Signal amplification by reversible exchange (SABRE) is a technique to hyperpolarize samples without chemically modifying them. Compared to orthohydrogen or organic molecules, a much greater fraction of the hydrogen nuclei in parahydrogen align with an applied magnetic field. In SABRE, a metal center reversibly binds to both the test molecule and a parahydrogen molecule facilitating the target molecule to pick up the polarization of the parahydrogen. This technique can be improved and utilized for a wide range of organic molecules by using an intermediate "relay" molecule like ammonia. The ammonia efficiently binds to the metal center and picks up the polarization from the parahydrogen. The ammonia then transfers the polarization to other molecules that don't bind as well to the metal catalyst. This enhanced NMR signal allows the rapid analysis of very small amounts of material and has great potential for applications in magnetic resonance imaging.

==Deuterium==
Diatomic deuterium (D_{2}) has nuclear spin isomers like diatomic hydrogen, but with different populations of the two forms because the deuterium nucleus (deuteron) is a boson with nuclear spin equal to one. There are six possible nuclear spin wave functions which are ortho or symmetric to exchange of the two nuclei, and three which are para or antisymmetric. Ortho states correspond to even rotational levels with symmetric rotational functions so that the total wavefunction is symmetric as required for the exchange of two bosons, and para states correspond to odd rotational levels. The ground state (J = 0) populated at low temperature is ortho, and at standard temperature the ortho:para ratio is 2:1.

== Other substances with spin isomers ==
Other molecules and functional groups containing two hydrogen atoms, such as water and methylene (CH_{2}), also have ortho- and para- forms (e.g. orthowater and parawater), but this is of little significance for their thermal properties. Their ortho:para ratios differ from that of dihydrogen. The ortho and para forms of water have recently been isolated. Para water was found to be 25% more reactive for a proton-transfer reaction.

Molecular oxygen (O_{2}) also exists in three lower-energy triplet states and one singlet state, as ground-state paramagnetic triplet oxygen and energized highly reactive diamagnetic singlet oxygen. These states arise from the spins of their unpaired electrons, not their protons or nuclei.

• **TO DO**:
[A] Summarize the excerpt in two sentences.
[B] For each statement, answer yes or no according to whether it agrees with the excerpt, and quote the deciding words: (i) At standard temperature, diatomic deuterium has an ortho:para ratio of 2:1. (ii) Para water was found to be 25% less reactive for a proton-transfer reaction. (iii) The states of molecular oxygen arise from the spins of its protons.
The entries have no connection to the excerpt.

• **EXERCISE DATA**:
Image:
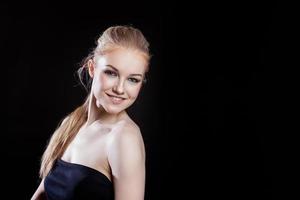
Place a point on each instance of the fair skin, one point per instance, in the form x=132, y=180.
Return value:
x=109, y=135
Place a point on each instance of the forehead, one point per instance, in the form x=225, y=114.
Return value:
x=125, y=60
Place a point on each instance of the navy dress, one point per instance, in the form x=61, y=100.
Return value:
x=70, y=181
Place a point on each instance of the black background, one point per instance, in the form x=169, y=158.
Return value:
x=208, y=113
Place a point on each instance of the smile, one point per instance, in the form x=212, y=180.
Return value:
x=115, y=99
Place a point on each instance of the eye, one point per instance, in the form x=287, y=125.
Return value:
x=110, y=73
x=134, y=80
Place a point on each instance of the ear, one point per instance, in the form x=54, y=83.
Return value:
x=91, y=68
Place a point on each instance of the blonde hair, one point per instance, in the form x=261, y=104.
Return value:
x=111, y=38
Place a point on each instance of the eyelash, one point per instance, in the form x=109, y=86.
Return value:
x=114, y=74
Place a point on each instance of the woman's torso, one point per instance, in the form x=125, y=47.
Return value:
x=84, y=169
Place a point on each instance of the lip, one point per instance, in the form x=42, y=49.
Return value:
x=115, y=99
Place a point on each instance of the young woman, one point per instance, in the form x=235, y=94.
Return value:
x=97, y=152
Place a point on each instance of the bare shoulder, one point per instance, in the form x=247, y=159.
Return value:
x=127, y=141
x=127, y=130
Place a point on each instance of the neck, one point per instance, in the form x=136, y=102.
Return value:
x=99, y=114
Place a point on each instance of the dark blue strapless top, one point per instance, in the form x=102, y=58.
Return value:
x=70, y=181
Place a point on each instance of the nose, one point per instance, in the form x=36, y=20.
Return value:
x=119, y=87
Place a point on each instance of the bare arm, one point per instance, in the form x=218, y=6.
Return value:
x=40, y=192
x=126, y=155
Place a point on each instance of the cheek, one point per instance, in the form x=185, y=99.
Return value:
x=102, y=83
x=133, y=92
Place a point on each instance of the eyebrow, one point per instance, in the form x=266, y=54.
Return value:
x=118, y=71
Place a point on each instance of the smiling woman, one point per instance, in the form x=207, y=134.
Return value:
x=98, y=152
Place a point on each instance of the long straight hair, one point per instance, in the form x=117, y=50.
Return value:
x=111, y=38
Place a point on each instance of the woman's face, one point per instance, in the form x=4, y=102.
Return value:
x=117, y=78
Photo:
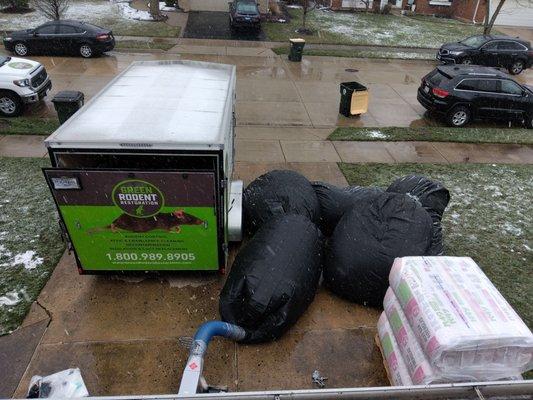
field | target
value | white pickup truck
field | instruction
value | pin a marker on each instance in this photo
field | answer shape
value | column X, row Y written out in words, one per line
column 21, row 82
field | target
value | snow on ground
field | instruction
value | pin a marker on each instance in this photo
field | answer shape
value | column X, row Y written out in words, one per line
column 389, row 29
column 30, row 241
column 28, row 259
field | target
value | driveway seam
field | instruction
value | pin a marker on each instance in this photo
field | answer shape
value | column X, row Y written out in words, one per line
column 438, row 151
column 298, row 91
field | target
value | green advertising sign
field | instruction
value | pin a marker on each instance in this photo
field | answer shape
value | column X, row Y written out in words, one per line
column 138, row 220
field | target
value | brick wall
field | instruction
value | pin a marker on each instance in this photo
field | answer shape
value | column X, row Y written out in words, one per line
column 465, row 9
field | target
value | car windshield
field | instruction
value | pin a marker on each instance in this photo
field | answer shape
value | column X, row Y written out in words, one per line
column 247, row 8
column 474, row 41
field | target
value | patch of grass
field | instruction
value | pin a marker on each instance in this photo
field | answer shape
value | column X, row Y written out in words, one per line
column 402, row 55
column 28, row 126
column 489, row 218
column 371, row 29
column 144, row 45
column 435, row 134
column 30, row 240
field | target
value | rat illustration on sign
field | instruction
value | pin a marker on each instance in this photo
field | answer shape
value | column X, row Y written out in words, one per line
column 170, row 222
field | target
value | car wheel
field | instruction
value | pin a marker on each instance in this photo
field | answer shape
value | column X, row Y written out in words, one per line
column 517, row 67
column 10, row 104
column 86, row 51
column 21, row 49
column 459, row 117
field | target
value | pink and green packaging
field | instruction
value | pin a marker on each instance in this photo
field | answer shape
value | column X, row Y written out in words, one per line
column 399, row 374
column 462, row 322
column 418, row 366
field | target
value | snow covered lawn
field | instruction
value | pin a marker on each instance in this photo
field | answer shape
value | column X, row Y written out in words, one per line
column 30, row 241
column 489, row 218
column 117, row 16
column 372, row 29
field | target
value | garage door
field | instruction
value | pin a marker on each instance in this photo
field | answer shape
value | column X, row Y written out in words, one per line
column 514, row 13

• **RESPONSE LIST**:
[A] SABRE hyperpolarizes samples without chemically modifying them: a metal center reversibly binds a test molecule and parahydrogen, and a relay molecule such as ammonia extends the method to molecules that bind poorly to the catalyst. Diatomic deuterium, water, and methylene also have ortho and para forms, while molecular oxygen's triplet and singlet states arise from the spins of unpaired electrons.

[B]
(i) Yes: "at standard temperature the ortho:para ratio is 2:1."
(ii) No: "Para water was found to be 25% more reactive for a proton-transfer reaction."
(iii) No: "These states arise from the spins of their unpaired electrons, not their protons or nuclei."